LISTED ENTRIES:
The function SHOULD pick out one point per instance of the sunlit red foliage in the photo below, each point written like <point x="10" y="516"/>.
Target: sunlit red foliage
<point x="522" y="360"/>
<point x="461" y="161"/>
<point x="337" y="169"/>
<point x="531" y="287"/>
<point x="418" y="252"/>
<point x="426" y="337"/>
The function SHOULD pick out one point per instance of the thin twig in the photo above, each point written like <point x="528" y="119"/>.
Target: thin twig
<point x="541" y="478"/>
==
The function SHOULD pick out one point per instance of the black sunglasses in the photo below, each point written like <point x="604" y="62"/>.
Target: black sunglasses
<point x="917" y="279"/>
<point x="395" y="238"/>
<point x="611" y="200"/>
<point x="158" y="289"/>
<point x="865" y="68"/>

THE TASK:
Each line holding "below" in the records should be copied out.

SOLUTION FOR THIS TASK:
The function SHOULD pick out one point per instance of the sunlit red foliage in the photo below, each point written like <point x="10" y="516"/>.
The function SHOULD pick out one point per instance of the black sunglasses in the photo below, each point written like <point x="604" y="62"/>.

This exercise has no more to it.